>> start Information provided

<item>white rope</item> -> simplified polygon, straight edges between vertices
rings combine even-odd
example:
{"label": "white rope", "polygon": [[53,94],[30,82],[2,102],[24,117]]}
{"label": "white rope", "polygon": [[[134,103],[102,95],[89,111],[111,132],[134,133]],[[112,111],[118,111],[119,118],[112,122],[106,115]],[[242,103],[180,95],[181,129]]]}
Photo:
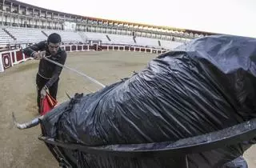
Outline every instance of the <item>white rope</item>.
{"label": "white rope", "polygon": [[90,81],[94,82],[95,83],[100,85],[101,86],[106,87],[105,85],[100,83],[98,81],[97,81],[97,80],[95,80],[95,79],[94,79],[94,78],[87,76],[86,74],[83,74],[83,73],[82,73],[82,72],[79,72],[79,71],[78,71],[78,70],[74,70],[74,69],[73,69],[73,68],[70,68],[70,67],[68,67],[68,66],[64,66],[64,65],[60,64],[60,63],[58,63],[58,62],[54,62],[54,61],[53,61],[53,60],[50,60],[50,59],[47,58],[47,57],[43,57],[42,58],[47,60],[48,62],[52,62],[52,63],[54,63],[54,64],[55,64],[55,65],[57,65],[57,66],[59,66],[66,68],[66,69],[68,69],[68,70],[71,70],[71,71],[76,72],[77,74],[81,74],[82,76],[84,76],[84,77],[89,78]]}

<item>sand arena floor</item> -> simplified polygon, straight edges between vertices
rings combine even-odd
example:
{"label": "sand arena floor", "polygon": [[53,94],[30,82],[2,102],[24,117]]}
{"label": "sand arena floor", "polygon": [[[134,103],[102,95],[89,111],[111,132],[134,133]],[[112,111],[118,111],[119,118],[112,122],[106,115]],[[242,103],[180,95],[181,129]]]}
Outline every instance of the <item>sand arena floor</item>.
{"label": "sand arena floor", "polygon": [[[153,54],[134,52],[74,52],[69,53],[66,66],[97,79],[104,85],[130,77],[156,57]],[[38,139],[39,126],[26,130],[14,127],[11,113],[19,122],[38,115],[35,74],[38,61],[30,60],[0,73],[0,167],[58,167],[45,144]],[[68,100],[66,91],[88,94],[101,87],[84,77],[63,70],[59,82],[58,100]],[[256,168],[256,147],[251,147],[245,158],[250,168]]]}

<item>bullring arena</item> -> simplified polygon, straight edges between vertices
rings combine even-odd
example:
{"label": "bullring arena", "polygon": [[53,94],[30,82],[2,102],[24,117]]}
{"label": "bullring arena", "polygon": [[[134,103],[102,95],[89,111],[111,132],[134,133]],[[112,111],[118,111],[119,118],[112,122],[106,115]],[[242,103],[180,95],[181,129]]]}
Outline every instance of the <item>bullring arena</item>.
{"label": "bullring arena", "polygon": [[[143,69],[156,54],[131,51],[80,51],[68,54],[66,66],[109,85],[130,77]],[[38,139],[40,127],[19,130],[13,125],[11,113],[20,122],[38,115],[36,110],[35,74],[38,61],[18,64],[0,74],[1,143],[0,167],[58,167],[58,162],[45,144]],[[77,74],[63,69],[58,100],[68,100],[66,92],[89,94],[101,87]],[[256,147],[251,147],[245,158],[249,167],[256,167]]]}
{"label": "bullring arena", "polygon": [[[62,38],[68,53],[66,66],[107,86],[138,72],[158,55],[192,39],[217,34],[79,16],[14,0],[0,2],[0,167],[58,167],[43,142],[40,126],[18,130],[19,122],[38,115],[35,77],[38,61],[22,49],[53,33]],[[101,86],[62,70],[58,104],[66,94],[93,93]],[[256,168],[256,146],[245,154],[249,168]]]}

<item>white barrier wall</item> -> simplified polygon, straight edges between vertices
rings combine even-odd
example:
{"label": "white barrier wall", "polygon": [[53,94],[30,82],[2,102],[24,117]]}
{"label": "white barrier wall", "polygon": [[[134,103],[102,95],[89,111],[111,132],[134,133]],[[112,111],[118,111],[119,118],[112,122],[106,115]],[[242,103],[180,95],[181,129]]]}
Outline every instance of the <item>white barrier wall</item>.
{"label": "white barrier wall", "polygon": [[[140,46],[109,46],[98,44],[94,45],[67,45],[62,46],[66,52],[75,52],[75,51],[134,51],[134,52],[144,52],[144,53],[154,53],[160,54],[166,52],[165,50],[146,48]],[[6,69],[14,66],[15,64],[18,64],[22,62],[31,59],[31,58],[25,55],[21,50],[14,50],[0,52],[0,72],[3,72]]]}

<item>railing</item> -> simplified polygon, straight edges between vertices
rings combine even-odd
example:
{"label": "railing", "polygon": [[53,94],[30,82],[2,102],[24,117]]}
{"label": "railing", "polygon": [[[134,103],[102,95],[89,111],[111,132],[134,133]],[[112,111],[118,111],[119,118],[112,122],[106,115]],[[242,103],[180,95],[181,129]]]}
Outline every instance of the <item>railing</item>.
{"label": "railing", "polygon": [[[66,52],[78,51],[133,51],[162,54],[166,52],[166,50],[147,48],[143,46],[121,46],[121,45],[65,45],[61,46]],[[4,72],[7,68],[14,66],[16,64],[31,59],[27,55],[25,55],[21,50],[10,50],[0,52],[0,72]]]}

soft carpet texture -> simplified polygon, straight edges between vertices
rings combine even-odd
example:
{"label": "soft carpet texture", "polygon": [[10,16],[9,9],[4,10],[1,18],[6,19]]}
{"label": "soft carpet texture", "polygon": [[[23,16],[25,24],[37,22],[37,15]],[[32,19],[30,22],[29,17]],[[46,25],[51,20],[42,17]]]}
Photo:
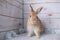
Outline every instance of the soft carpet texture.
{"label": "soft carpet texture", "polygon": [[9,40],[60,40],[60,34],[44,34],[40,38],[36,36],[28,37],[27,34],[20,34],[17,37],[11,38]]}

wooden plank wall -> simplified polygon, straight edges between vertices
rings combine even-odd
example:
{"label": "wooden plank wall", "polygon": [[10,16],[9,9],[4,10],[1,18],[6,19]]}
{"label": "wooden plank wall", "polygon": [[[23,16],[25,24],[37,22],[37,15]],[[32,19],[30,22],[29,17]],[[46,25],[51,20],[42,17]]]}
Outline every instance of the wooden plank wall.
{"label": "wooden plank wall", "polygon": [[22,24],[22,0],[0,0],[0,40],[7,31],[20,28]]}
{"label": "wooden plank wall", "polygon": [[29,4],[33,9],[43,7],[38,14],[44,27],[55,33],[60,33],[60,0],[24,0],[24,26],[26,28],[27,18],[30,15]]}

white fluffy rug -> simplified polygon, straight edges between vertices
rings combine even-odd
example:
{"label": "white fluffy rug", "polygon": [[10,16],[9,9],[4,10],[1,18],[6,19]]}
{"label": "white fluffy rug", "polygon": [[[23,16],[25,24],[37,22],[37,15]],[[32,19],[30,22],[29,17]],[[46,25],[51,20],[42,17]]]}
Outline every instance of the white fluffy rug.
{"label": "white fluffy rug", "polygon": [[44,34],[39,39],[36,36],[28,37],[27,34],[21,34],[9,40],[60,40],[60,34]]}

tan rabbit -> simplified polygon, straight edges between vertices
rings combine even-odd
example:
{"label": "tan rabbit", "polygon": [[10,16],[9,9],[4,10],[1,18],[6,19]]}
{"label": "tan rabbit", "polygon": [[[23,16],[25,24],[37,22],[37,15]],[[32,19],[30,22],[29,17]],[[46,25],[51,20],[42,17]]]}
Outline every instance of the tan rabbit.
{"label": "tan rabbit", "polygon": [[36,11],[34,11],[31,4],[29,6],[30,16],[27,21],[27,32],[29,37],[32,36],[33,32],[35,33],[36,37],[40,37],[41,32],[44,31],[42,23],[37,16],[37,14],[42,10],[42,8],[43,7],[38,8]]}

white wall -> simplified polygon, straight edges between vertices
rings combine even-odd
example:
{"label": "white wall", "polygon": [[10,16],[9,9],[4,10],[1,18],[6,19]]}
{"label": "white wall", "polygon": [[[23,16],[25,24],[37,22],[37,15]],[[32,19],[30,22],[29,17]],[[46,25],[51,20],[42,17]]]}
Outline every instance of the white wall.
{"label": "white wall", "polygon": [[[29,4],[36,10],[39,7],[44,9],[38,14],[44,27],[54,33],[60,33],[60,0],[24,0],[24,26],[26,28],[29,16]],[[49,16],[51,14],[51,16]]]}
{"label": "white wall", "polygon": [[0,0],[0,40],[5,31],[22,27],[22,18],[22,0]]}

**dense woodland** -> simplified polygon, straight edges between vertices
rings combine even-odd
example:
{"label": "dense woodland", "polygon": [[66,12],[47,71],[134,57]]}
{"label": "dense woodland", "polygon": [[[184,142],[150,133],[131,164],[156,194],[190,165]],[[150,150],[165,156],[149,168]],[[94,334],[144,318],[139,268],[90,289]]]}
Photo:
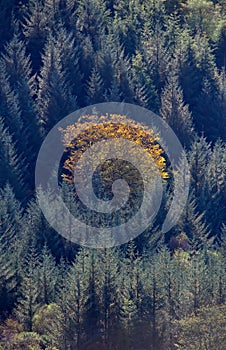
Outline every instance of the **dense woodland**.
{"label": "dense woodland", "polygon": [[[0,23],[0,348],[224,350],[225,1],[1,0]],[[56,122],[106,101],[167,121],[191,186],[164,237],[167,199],[134,241],[89,249],[49,226],[34,169]]]}

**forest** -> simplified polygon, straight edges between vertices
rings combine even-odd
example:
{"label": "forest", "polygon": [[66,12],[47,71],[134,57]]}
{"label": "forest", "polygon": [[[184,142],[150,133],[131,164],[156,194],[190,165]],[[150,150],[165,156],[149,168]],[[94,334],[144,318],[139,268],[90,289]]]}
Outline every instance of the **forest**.
{"label": "forest", "polygon": [[[1,0],[0,23],[0,349],[225,350],[225,1]],[[184,148],[189,196],[165,235],[167,161],[156,221],[127,243],[78,245],[43,215],[42,142],[102,102],[153,111]],[[72,212],[76,160],[59,184]]]}

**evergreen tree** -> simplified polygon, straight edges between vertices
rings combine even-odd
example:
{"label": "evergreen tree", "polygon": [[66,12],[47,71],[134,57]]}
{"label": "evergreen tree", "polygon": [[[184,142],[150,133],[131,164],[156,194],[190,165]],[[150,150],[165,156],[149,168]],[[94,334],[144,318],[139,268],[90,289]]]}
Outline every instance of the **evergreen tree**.
{"label": "evergreen tree", "polygon": [[0,187],[8,182],[14,189],[18,198],[26,196],[24,182],[23,159],[16,153],[16,149],[8,128],[4,127],[3,119],[0,119]]}
{"label": "evergreen tree", "polygon": [[31,247],[24,266],[20,298],[16,307],[19,322],[23,323],[27,331],[32,331],[33,317],[38,309],[39,279],[37,267],[39,256]]}
{"label": "evergreen tree", "polygon": [[37,104],[40,122],[45,132],[60,119],[77,108],[76,98],[65,78],[59,49],[49,36],[42,54],[42,68],[38,77]]}
{"label": "evergreen tree", "polygon": [[191,113],[183,102],[183,93],[178,78],[171,74],[162,92],[161,116],[172,127],[179,140],[189,145],[193,136]]}

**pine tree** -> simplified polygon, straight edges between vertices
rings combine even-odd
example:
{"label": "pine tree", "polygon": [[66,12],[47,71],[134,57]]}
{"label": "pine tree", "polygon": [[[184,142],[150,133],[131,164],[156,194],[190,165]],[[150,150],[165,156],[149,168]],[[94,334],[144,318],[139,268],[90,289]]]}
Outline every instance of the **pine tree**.
{"label": "pine tree", "polygon": [[41,66],[41,52],[48,33],[48,18],[46,18],[46,14],[43,16],[43,11],[44,5],[41,0],[29,1],[28,8],[24,11],[24,21],[22,23],[35,72]]}
{"label": "pine tree", "polygon": [[45,245],[38,266],[39,299],[42,304],[50,304],[54,301],[57,273],[54,257]]}
{"label": "pine tree", "polygon": [[184,145],[192,141],[193,124],[187,105],[183,102],[183,93],[178,78],[171,74],[162,92],[161,116],[171,126]]}
{"label": "pine tree", "polygon": [[4,187],[8,182],[16,196],[24,198],[27,188],[23,176],[23,159],[17,155],[12,137],[8,128],[4,127],[2,118],[0,118],[0,135],[0,187]]}
{"label": "pine tree", "polygon": [[[88,38],[95,51],[99,49],[100,37],[106,32],[110,12],[105,1],[85,0],[79,1],[76,9],[77,36],[83,42]],[[82,45],[83,46],[83,45]]]}
{"label": "pine tree", "polygon": [[70,85],[73,97],[77,98],[78,104],[82,106],[84,104],[84,90],[83,74],[80,69],[81,48],[73,32],[68,32],[61,22],[55,26],[54,32],[54,43],[59,50],[65,80]]}
{"label": "pine tree", "polygon": [[20,282],[22,209],[9,185],[0,190],[0,309],[4,317],[12,311]]}
{"label": "pine tree", "polygon": [[90,79],[87,83],[87,103],[95,104],[104,102],[103,80],[96,68],[93,68]]}
{"label": "pine tree", "polygon": [[65,79],[59,49],[49,36],[42,55],[42,68],[38,77],[38,114],[45,132],[60,119],[77,109],[76,98]]}
{"label": "pine tree", "polygon": [[19,322],[23,323],[27,331],[32,331],[33,317],[38,310],[39,279],[37,267],[39,256],[33,247],[26,257],[26,265],[22,275],[20,298],[16,307]]}
{"label": "pine tree", "polygon": [[[5,73],[8,75],[9,86],[12,92],[15,92],[15,97],[18,98],[18,114],[21,119],[18,121],[18,124],[22,123],[19,125],[19,132],[22,131],[21,138],[24,136],[23,144],[25,144],[26,149],[23,149],[23,151],[29,163],[29,171],[32,173],[41,140],[32,99],[34,86],[31,61],[26,53],[24,42],[20,39],[19,24],[17,22],[15,22],[14,36],[6,45],[1,61],[4,64]],[[20,139],[18,142],[20,144]]]}

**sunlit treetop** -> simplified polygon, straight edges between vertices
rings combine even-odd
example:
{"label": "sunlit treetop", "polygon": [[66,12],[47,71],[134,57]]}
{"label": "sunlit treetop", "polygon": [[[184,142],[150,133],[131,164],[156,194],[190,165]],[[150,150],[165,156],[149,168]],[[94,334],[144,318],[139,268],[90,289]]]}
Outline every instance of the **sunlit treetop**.
{"label": "sunlit treetop", "polygon": [[[63,172],[62,178],[67,182],[73,182],[74,169],[82,154],[96,142],[111,138],[127,139],[135,145],[141,146],[144,152],[147,152],[152,158],[155,168],[161,177],[163,179],[168,178],[166,160],[164,152],[158,144],[158,136],[147,126],[128,119],[123,115],[82,116],[76,124],[72,124],[64,130],[61,129],[61,132],[63,133],[63,143],[67,153],[67,158],[64,162],[66,171]],[[130,151],[133,152],[132,149]],[[106,168],[101,169],[102,172],[105,172],[106,177],[109,178],[109,173],[113,166],[115,164],[109,160],[105,163]],[[125,175],[125,169],[120,168],[120,166],[119,171],[121,176]],[[147,169],[147,172],[150,171],[154,171],[154,169]]]}

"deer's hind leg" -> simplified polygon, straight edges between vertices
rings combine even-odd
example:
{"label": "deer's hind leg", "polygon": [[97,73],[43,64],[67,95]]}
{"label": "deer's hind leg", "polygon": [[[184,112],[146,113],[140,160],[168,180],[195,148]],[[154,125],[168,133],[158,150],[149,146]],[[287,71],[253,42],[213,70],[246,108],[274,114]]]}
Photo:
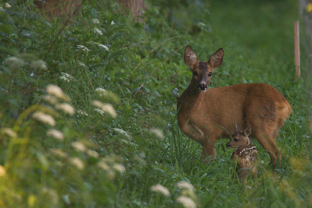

>> end Information provided

— Exercise prompt —
Pick out and copy every line above that contains the string "dense", matching upper and lower case.

— Right answer —
**dense woodland** -> simplified polygon, straight edges between vertices
{"label": "dense woodland", "polygon": [[66,12],[47,71],[134,57]]}
{"label": "dense woodland", "polygon": [[[184,142],[150,133],[131,164],[156,194],[190,165]],[[150,150],[165,156],[149,168]],[[94,334],[144,318],[139,268],[90,289]]]}
Outline every instance of the **dense woodland**.
{"label": "dense woodland", "polygon": [[[0,23],[0,348],[224,350],[225,1],[1,0]],[[56,122],[106,101],[167,121],[191,186],[164,237],[167,199],[134,241],[89,249],[49,226],[34,169]]]}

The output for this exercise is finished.